SET EXERCISE: State how many lines of the listing contain the string "surface". Give only the number.

SUPPLIED RECORDS:
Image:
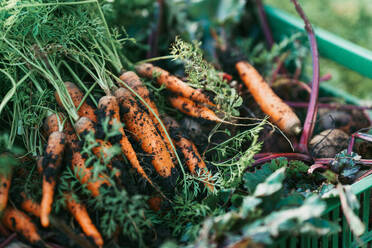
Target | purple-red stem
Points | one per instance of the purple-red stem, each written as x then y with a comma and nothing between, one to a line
6,242
327,105
264,24
362,136
290,156
325,77
313,104
365,162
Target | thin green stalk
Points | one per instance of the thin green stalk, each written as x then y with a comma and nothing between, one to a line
12,91
78,80
156,59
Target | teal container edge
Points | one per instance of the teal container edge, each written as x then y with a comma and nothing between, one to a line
331,46
359,60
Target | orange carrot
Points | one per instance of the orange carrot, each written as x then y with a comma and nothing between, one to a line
110,107
51,164
135,83
51,125
84,174
155,203
17,221
77,96
278,111
5,181
84,126
30,206
173,83
77,162
144,130
193,109
193,160
80,213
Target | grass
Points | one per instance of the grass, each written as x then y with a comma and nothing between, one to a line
349,19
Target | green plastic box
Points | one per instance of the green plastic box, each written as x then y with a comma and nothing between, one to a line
357,59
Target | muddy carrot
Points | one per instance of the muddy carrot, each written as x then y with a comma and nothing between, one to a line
80,213
83,126
5,181
19,222
193,109
136,84
173,83
30,206
77,96
278,111
51,124
110,109
144,130
51,164
193,160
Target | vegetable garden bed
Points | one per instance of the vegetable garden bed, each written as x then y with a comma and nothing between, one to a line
141,124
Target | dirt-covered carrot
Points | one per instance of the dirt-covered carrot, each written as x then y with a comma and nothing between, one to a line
278,111
144,131
80,213
19,222
173,83
85,110
85,174
136,84
51,124
193,109
109,107
5,181
30,206
51,164
193,160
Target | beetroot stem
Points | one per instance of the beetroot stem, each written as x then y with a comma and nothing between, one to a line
313,104
290,156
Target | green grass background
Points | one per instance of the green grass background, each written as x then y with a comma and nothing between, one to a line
350,19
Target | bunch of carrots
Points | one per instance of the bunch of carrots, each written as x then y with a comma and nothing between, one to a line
159,136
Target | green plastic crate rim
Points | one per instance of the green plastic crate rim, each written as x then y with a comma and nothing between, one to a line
357,59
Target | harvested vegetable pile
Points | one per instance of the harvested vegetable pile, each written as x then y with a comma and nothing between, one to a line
135,124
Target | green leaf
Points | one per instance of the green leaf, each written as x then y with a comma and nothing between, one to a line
252,179
271,185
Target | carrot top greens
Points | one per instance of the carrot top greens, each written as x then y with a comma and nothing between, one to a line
45,44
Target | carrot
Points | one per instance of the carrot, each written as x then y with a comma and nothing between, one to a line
85,125
80,213
193,109
5,181
173,83
141,125
135,83
51,163
17,221
110,107
193,160
77,96
278,111
77,162
84,174
30,206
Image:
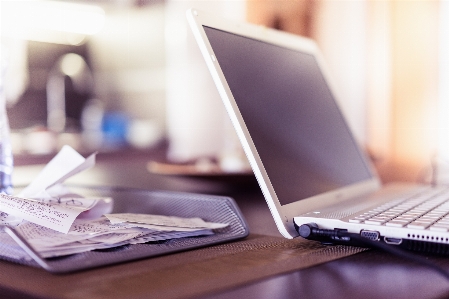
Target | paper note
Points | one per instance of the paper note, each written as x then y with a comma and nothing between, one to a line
65,164
54,213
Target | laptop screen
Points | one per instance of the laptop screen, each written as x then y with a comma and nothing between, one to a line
297,128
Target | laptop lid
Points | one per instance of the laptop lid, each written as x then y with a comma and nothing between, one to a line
283,107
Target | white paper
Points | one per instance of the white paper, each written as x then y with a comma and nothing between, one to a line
54,213
65,164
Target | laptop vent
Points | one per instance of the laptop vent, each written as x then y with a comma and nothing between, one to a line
426,247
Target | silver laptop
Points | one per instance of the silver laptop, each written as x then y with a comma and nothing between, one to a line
310,168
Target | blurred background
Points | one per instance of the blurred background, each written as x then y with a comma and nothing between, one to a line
114,75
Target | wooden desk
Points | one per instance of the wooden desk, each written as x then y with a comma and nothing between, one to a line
368,274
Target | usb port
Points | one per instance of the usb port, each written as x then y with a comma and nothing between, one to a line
393,241
370,234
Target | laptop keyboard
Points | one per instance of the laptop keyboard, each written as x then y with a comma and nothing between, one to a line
426,210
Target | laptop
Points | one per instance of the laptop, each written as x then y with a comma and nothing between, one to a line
311,170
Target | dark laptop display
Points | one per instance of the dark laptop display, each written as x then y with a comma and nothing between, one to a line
282,90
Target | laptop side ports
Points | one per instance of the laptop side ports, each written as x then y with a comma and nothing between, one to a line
370,234
393,241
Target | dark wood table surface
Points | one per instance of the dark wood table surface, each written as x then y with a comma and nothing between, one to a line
369,274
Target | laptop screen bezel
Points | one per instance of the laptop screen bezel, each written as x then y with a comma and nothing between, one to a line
282,214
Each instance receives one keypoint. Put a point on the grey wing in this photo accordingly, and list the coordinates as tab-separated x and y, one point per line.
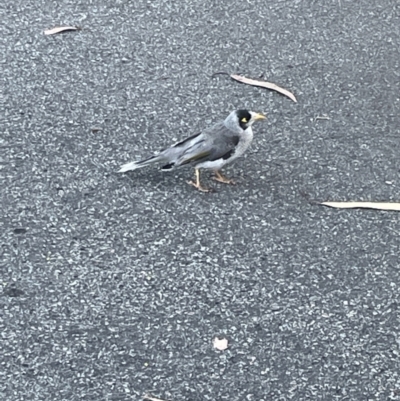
213	144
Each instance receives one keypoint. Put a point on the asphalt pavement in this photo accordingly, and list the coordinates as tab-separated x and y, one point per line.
114	286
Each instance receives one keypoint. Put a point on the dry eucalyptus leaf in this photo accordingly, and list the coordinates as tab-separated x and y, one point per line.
222	345
364	205
149	397
60	29
264	84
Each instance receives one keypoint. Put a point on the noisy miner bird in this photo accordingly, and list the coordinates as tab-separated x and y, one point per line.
210	149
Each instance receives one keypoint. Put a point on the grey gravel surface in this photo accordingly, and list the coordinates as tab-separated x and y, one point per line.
114	286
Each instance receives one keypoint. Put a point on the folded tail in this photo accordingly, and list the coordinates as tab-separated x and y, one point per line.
142	163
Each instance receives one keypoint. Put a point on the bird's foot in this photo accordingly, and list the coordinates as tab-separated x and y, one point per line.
199	187
220	178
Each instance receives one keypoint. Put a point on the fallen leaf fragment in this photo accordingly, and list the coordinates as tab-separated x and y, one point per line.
321	118
222	345
149	397
60	29
264	84
364	205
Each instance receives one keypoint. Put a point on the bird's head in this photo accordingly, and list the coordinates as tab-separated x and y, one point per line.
246	118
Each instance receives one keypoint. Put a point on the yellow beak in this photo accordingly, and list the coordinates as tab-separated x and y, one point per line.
259	117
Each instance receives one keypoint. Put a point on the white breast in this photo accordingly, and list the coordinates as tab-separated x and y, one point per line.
245	141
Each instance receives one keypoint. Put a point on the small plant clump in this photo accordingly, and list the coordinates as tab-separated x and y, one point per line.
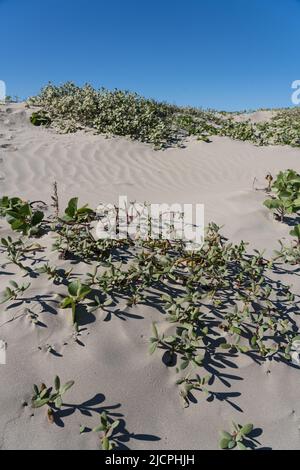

RESPONSE FOR THIS EXERCISE: 3